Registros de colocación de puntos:

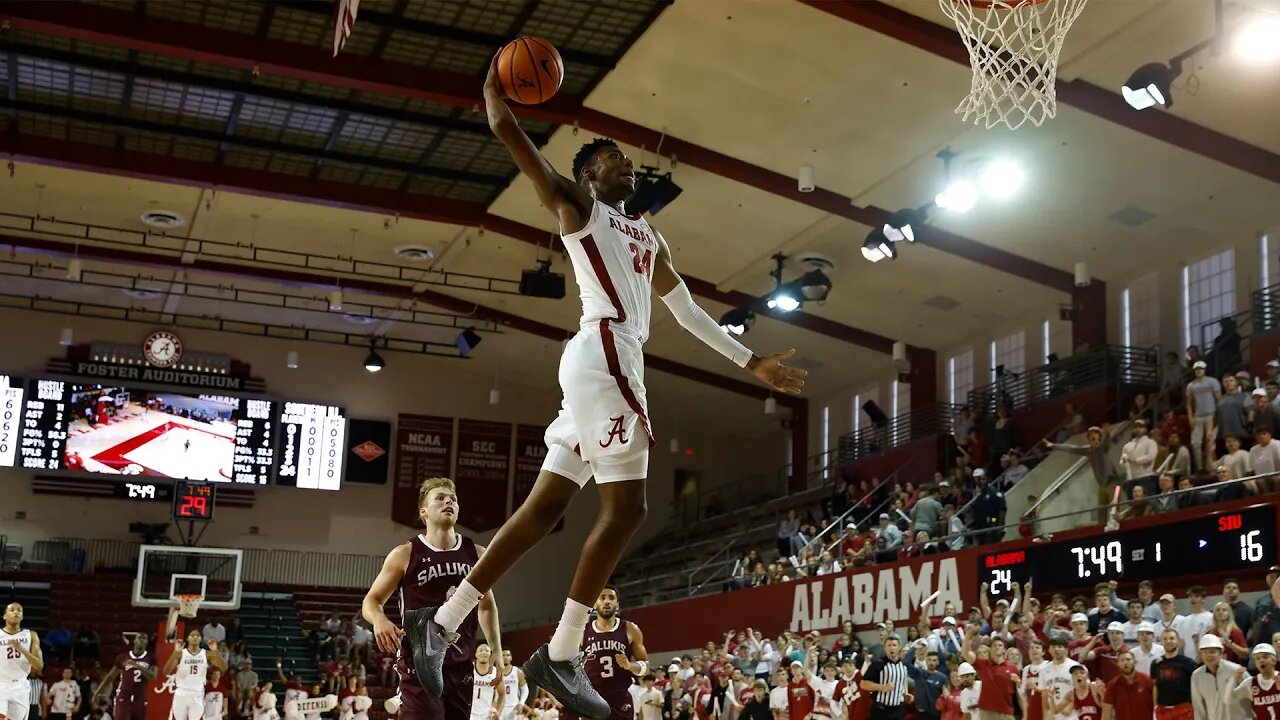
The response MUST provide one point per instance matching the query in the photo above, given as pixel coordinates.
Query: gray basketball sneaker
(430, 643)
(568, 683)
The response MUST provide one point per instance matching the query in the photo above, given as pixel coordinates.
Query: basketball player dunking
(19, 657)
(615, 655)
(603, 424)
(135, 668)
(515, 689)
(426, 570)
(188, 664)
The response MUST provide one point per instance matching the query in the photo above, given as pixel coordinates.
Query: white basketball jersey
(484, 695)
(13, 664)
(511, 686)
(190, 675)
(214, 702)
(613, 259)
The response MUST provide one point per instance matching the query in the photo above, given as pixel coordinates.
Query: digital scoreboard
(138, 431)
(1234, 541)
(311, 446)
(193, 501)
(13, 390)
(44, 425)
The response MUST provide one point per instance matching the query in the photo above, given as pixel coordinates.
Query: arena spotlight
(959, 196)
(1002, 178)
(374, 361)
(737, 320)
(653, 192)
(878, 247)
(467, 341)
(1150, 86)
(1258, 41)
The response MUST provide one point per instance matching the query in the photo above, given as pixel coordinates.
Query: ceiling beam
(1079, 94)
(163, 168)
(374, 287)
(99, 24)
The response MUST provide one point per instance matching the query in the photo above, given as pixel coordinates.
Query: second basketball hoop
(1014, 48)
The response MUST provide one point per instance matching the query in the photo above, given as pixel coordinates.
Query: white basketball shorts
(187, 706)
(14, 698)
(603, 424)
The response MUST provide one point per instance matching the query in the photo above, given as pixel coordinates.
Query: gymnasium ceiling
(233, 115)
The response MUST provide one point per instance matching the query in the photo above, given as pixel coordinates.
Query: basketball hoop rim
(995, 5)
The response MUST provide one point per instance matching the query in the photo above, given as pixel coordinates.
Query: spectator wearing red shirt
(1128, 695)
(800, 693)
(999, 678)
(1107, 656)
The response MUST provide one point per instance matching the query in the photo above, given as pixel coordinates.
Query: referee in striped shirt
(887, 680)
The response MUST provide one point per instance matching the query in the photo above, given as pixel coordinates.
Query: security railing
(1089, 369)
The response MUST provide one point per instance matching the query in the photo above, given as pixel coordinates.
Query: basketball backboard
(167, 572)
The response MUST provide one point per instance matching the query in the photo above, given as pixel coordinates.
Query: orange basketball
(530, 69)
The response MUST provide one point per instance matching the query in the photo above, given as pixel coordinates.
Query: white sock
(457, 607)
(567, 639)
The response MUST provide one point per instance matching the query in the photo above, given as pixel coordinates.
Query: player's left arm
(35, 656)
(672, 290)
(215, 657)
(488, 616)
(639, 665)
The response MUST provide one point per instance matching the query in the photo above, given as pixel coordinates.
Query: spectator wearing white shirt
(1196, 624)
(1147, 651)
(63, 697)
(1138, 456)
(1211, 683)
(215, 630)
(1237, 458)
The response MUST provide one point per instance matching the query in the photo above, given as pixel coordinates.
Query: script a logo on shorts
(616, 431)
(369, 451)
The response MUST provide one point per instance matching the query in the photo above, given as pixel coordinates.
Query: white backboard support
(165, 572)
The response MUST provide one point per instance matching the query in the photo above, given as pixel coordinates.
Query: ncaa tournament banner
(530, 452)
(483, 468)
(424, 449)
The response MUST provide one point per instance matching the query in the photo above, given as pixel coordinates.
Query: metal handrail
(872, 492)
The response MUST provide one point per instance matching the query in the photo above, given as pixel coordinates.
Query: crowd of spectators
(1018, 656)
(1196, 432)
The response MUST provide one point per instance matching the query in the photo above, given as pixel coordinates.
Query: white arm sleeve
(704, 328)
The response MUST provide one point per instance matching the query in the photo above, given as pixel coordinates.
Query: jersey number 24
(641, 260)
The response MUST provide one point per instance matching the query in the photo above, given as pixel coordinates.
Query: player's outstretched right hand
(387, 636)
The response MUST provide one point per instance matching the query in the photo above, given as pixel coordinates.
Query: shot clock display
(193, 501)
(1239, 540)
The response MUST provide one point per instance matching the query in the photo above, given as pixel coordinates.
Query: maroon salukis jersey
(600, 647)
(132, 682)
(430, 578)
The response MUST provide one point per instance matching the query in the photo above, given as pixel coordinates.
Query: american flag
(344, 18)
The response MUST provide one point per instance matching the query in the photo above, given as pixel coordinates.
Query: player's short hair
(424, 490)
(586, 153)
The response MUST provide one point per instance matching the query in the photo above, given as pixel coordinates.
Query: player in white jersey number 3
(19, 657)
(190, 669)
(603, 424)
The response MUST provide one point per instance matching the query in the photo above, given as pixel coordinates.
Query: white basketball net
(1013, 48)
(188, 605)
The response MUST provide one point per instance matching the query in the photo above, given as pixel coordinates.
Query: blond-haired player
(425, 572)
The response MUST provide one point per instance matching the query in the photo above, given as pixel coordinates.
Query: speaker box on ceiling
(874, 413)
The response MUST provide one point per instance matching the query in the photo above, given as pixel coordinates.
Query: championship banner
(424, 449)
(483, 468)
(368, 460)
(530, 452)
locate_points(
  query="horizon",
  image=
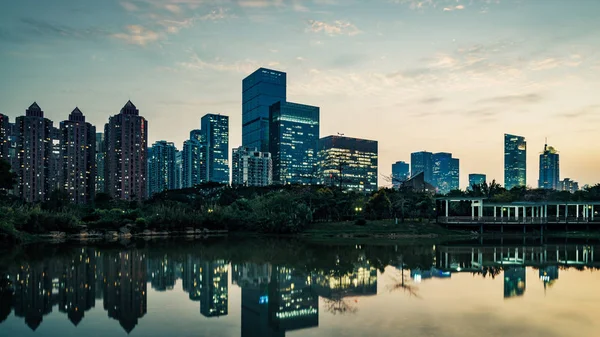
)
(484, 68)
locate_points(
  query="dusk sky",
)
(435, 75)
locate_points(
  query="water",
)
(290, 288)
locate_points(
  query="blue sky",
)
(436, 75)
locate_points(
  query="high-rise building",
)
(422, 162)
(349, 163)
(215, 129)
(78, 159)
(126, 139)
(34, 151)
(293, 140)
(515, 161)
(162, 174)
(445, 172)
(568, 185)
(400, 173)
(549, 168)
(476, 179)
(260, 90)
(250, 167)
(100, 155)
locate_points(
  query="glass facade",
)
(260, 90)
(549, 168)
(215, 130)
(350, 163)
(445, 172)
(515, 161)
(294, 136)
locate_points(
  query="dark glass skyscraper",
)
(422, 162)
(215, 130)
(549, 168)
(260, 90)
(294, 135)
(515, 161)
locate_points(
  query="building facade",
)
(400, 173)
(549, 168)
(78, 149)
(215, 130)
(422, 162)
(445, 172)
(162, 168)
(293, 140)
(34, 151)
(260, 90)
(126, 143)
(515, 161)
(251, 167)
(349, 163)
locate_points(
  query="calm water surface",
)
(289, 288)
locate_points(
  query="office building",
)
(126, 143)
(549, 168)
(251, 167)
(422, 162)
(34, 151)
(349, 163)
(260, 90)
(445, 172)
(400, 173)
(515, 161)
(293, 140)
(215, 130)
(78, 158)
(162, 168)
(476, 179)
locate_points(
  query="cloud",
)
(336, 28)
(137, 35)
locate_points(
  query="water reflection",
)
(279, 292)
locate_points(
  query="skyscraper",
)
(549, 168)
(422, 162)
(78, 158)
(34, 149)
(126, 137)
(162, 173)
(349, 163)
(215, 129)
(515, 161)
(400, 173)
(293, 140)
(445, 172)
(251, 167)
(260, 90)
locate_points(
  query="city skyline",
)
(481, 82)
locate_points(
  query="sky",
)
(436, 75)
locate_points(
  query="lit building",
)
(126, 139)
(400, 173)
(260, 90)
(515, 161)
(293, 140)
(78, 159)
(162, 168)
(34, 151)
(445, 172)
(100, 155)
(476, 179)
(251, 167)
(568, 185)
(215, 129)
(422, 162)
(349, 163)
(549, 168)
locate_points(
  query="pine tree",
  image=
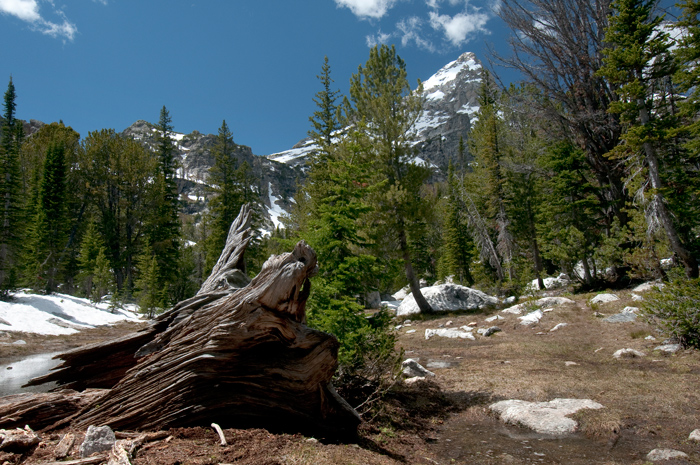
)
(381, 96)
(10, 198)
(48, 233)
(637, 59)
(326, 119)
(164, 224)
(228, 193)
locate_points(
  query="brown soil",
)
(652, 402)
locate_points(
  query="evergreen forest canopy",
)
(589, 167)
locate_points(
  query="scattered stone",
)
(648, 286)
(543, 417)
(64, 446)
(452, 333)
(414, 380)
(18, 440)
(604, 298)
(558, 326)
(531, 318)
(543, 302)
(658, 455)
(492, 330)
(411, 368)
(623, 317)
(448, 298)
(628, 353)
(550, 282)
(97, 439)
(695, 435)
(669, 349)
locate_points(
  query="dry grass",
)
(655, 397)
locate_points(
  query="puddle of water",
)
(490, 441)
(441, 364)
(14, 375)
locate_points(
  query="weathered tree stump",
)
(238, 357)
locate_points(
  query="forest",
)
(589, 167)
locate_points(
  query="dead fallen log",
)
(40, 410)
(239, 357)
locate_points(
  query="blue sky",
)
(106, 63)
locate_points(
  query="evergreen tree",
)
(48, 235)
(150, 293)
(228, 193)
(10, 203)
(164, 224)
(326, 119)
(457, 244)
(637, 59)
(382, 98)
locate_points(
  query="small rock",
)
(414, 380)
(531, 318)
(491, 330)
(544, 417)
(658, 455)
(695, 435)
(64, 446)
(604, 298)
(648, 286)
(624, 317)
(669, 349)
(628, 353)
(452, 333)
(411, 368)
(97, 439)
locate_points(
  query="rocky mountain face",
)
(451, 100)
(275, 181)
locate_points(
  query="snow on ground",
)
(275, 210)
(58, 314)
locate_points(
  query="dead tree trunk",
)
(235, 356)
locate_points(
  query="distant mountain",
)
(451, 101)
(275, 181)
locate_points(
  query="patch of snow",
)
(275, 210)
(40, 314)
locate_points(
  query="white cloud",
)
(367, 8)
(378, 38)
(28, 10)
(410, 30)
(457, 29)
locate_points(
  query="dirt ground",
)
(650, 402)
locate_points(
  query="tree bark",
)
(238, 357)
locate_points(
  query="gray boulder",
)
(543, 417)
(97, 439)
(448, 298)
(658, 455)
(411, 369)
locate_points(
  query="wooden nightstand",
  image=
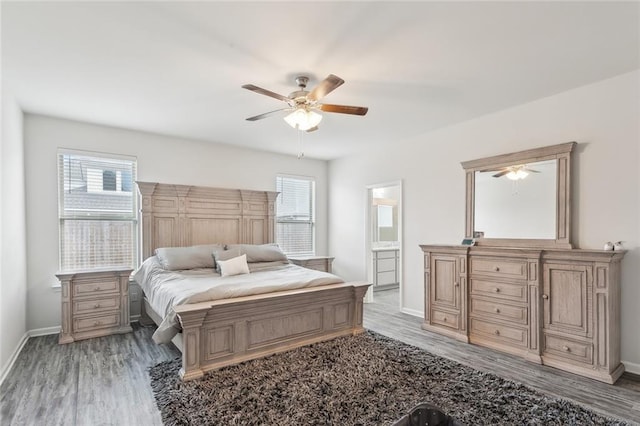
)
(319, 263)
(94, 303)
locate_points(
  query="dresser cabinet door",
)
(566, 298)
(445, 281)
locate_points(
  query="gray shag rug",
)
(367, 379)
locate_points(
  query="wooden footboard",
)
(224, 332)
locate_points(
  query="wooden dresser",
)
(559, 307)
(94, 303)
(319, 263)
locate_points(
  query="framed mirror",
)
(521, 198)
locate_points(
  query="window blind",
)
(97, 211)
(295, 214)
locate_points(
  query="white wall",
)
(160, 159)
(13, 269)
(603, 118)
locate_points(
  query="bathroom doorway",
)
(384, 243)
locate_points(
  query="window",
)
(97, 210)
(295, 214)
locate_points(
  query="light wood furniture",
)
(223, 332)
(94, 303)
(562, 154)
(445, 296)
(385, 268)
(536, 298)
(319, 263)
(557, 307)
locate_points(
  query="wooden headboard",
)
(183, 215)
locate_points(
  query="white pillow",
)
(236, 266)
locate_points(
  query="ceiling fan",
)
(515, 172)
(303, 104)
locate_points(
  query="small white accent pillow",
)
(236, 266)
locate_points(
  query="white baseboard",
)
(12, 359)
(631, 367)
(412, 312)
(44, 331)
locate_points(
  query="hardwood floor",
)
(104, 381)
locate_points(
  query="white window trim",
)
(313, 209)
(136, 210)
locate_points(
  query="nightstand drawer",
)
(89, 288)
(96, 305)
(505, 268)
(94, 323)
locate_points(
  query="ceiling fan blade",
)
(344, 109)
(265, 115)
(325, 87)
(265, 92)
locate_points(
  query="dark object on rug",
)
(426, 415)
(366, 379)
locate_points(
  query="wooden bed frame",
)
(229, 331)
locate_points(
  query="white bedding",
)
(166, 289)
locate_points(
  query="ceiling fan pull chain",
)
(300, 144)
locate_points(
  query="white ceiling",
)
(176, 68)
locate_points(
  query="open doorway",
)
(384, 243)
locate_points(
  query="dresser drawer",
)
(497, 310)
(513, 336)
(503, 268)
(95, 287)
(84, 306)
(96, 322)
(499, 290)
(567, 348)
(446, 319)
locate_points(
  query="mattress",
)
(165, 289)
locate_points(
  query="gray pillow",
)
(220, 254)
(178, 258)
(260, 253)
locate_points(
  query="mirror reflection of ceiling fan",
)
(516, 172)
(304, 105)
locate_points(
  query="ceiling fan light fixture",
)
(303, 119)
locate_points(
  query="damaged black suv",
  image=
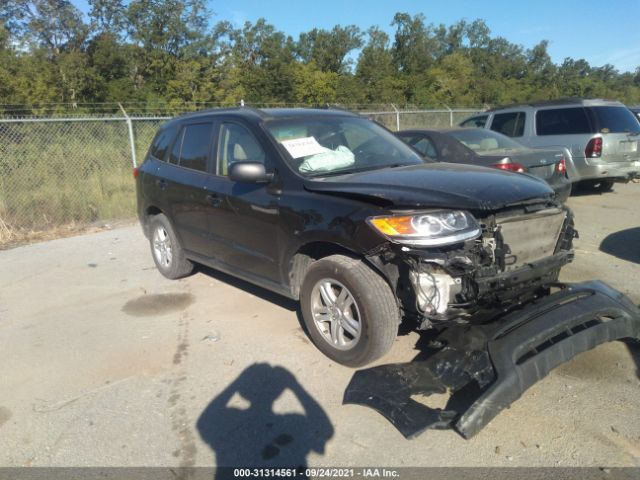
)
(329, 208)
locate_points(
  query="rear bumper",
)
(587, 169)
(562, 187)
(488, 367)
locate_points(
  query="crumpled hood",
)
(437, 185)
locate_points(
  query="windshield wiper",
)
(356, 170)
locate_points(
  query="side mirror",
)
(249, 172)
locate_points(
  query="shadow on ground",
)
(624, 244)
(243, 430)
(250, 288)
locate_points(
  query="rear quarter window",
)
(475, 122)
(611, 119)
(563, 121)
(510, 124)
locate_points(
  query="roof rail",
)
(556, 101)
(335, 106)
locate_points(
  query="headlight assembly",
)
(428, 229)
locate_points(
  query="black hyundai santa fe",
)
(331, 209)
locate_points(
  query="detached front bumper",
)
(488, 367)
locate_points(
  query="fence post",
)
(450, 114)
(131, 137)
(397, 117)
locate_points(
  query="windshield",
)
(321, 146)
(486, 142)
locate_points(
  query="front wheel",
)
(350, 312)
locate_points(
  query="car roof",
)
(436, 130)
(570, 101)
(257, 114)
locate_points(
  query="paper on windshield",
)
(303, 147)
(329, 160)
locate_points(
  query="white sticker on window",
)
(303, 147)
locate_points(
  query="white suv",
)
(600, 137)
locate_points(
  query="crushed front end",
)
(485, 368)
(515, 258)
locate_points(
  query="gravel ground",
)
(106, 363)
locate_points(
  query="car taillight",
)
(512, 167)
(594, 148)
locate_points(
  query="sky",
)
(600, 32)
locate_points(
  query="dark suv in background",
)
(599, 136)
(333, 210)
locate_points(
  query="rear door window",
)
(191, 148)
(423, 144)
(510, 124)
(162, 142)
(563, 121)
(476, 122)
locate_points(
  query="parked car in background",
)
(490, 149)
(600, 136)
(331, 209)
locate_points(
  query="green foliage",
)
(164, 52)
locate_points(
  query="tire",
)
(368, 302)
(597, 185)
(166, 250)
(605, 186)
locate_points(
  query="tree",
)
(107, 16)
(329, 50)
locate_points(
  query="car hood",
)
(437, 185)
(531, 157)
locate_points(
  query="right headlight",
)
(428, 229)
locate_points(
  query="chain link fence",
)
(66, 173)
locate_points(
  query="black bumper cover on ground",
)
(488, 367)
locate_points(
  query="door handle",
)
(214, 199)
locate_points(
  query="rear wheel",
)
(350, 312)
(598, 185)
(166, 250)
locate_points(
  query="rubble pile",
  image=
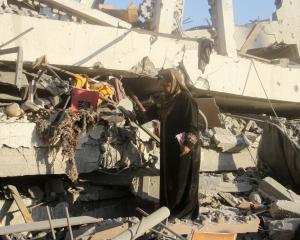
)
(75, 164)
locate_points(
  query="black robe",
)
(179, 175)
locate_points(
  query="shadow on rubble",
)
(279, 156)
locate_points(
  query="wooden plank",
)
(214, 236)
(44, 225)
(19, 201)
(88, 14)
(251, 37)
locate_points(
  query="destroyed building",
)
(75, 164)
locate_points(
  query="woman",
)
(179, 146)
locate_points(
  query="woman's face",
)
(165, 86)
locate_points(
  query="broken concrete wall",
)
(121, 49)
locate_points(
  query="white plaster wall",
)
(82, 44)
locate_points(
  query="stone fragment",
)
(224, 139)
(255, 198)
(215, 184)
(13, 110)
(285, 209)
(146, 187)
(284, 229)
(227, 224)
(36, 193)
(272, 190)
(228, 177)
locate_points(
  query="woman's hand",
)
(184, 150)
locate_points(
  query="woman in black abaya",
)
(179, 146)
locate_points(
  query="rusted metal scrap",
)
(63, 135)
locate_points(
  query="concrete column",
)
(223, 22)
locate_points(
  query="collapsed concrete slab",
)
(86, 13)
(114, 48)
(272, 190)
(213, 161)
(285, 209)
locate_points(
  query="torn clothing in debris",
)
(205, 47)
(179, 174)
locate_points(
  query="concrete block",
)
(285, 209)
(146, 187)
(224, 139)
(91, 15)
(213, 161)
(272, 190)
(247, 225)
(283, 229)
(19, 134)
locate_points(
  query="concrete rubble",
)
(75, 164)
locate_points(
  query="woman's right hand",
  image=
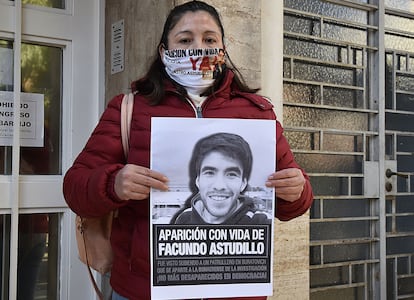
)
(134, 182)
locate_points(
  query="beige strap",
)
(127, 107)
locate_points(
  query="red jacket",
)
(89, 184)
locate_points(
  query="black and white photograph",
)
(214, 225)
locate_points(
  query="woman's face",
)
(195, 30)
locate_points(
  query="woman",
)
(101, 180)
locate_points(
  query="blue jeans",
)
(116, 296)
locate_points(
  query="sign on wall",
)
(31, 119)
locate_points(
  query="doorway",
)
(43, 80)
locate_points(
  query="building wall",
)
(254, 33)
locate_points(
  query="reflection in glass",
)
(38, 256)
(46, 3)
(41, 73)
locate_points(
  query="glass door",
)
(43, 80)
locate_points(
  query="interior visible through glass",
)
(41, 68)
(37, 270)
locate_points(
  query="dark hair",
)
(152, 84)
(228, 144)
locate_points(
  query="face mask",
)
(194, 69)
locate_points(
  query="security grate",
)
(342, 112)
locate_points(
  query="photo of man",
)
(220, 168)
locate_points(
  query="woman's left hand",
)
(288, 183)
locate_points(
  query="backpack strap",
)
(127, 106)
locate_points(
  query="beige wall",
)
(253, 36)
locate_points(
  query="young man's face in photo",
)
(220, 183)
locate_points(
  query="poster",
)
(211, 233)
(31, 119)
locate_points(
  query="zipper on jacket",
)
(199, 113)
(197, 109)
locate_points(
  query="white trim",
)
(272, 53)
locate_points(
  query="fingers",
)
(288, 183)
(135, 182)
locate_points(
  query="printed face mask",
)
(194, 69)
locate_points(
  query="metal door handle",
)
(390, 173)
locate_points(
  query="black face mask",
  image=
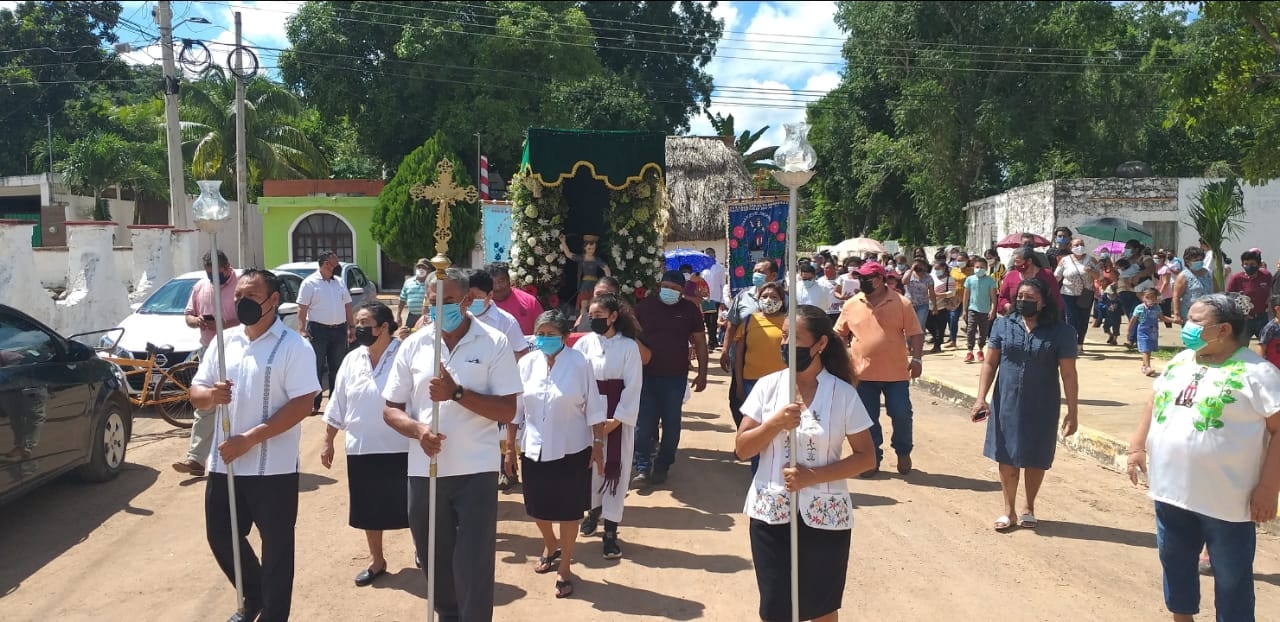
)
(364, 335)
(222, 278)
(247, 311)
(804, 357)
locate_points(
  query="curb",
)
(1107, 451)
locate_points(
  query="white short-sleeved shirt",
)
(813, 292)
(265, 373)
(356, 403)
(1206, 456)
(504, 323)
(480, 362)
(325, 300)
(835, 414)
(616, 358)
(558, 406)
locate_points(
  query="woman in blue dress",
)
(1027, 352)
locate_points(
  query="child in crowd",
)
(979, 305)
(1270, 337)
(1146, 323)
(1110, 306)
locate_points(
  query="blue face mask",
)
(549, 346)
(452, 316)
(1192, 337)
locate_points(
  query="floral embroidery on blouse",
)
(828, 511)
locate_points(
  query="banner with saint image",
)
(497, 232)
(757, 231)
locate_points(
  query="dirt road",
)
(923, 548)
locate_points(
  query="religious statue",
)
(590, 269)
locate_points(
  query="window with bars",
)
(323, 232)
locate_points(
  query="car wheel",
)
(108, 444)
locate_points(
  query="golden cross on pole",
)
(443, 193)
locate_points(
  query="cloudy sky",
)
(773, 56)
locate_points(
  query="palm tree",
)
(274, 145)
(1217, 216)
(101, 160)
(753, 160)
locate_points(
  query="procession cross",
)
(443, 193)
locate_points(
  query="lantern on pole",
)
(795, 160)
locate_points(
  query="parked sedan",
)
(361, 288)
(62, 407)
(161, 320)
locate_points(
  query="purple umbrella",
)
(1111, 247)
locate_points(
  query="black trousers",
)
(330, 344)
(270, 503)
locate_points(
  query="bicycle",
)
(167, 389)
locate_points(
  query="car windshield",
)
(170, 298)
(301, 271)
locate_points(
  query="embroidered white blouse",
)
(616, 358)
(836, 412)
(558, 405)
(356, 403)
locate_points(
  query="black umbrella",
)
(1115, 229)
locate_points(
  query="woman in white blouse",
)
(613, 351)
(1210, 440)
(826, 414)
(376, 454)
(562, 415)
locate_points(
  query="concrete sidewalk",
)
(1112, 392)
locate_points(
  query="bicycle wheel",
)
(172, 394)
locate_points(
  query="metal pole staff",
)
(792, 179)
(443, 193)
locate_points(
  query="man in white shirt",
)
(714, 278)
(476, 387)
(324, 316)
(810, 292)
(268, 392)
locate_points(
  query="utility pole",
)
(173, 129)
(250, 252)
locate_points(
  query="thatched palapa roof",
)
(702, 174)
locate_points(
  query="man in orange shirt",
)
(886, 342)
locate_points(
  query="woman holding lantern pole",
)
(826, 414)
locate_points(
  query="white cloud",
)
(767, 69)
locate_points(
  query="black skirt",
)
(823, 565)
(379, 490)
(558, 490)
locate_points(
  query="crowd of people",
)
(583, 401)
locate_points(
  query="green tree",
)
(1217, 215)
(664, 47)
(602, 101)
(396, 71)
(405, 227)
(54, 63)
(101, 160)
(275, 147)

Tarea requerida:
Extrae de los registros todas las líneas que contengan la palabra "small" y cópialas. Ten en cuenta que se distinguen mayúsculas y minúsculas.

Solución del problema:
  query="small rock",
  query="small white accent pillow",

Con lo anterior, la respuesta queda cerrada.